● Фрагмент текста:
■ ■ ■ ■

На лобном месте
Шрифт:
И тут -- советские танки рванулись в Прагу.
Все изменилось в один день. Старые писатели чувствовали близость перемен задолго: не случайно их последние юбилеи были прощанием.
Позеры слиняли мгновенно: надо было либо прочно сотрудничать с режимом -- "всенародно одобрять" оккупацию, либо рвать с ним.
Заметался Евтушенко. Господи, как он испугался! Ибо понял, как и все, что пришел предвиденный Борисом Пастернаком
...Рим, который
взамен турусов и колес
Не читки требует с актера,
А полной гибели всерьез. Никаких
"Социализм с человеческим лицом" -- последняя наша надежда -- оказался такой же иллюзией, как "Государство солнца" Кампанеллы или фаланстеры Фурье.
В то утро сосед по дому, ученый-литературовед, принес "верный слух" о том, что предполагается арестовать, для острастки, тысячу "инакомыслящих". Чтоб никто не вздумал протестовать.

■ ■ ■ ■

● Записанные данные:
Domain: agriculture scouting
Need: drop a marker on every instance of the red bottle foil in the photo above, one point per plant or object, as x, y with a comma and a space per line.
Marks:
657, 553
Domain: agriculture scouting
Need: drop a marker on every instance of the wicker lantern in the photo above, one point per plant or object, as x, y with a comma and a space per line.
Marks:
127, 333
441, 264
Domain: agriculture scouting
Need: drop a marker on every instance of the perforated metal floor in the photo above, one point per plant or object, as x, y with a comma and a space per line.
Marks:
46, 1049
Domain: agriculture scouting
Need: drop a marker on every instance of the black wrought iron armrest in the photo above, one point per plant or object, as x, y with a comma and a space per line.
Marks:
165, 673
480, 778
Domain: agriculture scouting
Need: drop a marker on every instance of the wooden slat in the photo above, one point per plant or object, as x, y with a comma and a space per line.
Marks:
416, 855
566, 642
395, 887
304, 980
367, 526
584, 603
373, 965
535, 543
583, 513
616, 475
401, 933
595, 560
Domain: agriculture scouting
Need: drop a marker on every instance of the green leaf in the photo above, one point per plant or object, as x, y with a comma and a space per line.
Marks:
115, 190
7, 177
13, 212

■ ■ ■ ■

● Цель:
Продолжите фрагмент текста о вводе советских танков в Прагу с того места, где он прерывается. Пункты для этого не нужны.

● Ожидаемый ответ:
Льва Копелева, Бориса Балтера, меня снова топтали в высоких инстанциях. Человек пятьдесят топтали. Не хуже бабелевского конармейца Павличенко. Часами. Исключили уж отовсюду, откуда могли...
– - Вас троих возьмут, это точно. У дома две черных "Волги" с утра. И "топтуны". Гляди сам! Гриша, береженого Бог бережет...
Напугал меня ученый сосед. Я решил бросить путевку в Коктебель, которой запасся заранее, и скрыться где-либо на Волге или в Сибири. Переждать облаву. Но -- посмеялся своей прыти. Ныне не тридцать седьмой год. Тогда брали миллионы. Исчезнувших порой не искали. Не до того было. Ныне, коль КГБ решит посадить писателя, -- отыщет его и на дне морском. И -- завернул в Коктебель, к морю. Хоть немного отдышаться. На любой случай.
В Коктебеле, на другое утро, меня окликнул Евтушенко. Кинулся ко мне обнимать:
– - Исключенец ты наш!..
Попросил он меня уйти с ним подальше от общего пляжа, на котором отогревали свои ишиасы "номенклатурные" писатели. Я воспротивился: опасался в первый день вылезать из-под навеса, на жгущее солнце. Он повторил свою просьбу, в тоне его звучала неуверенность, почти смятение. Я взглянул на него. Его била дрожь.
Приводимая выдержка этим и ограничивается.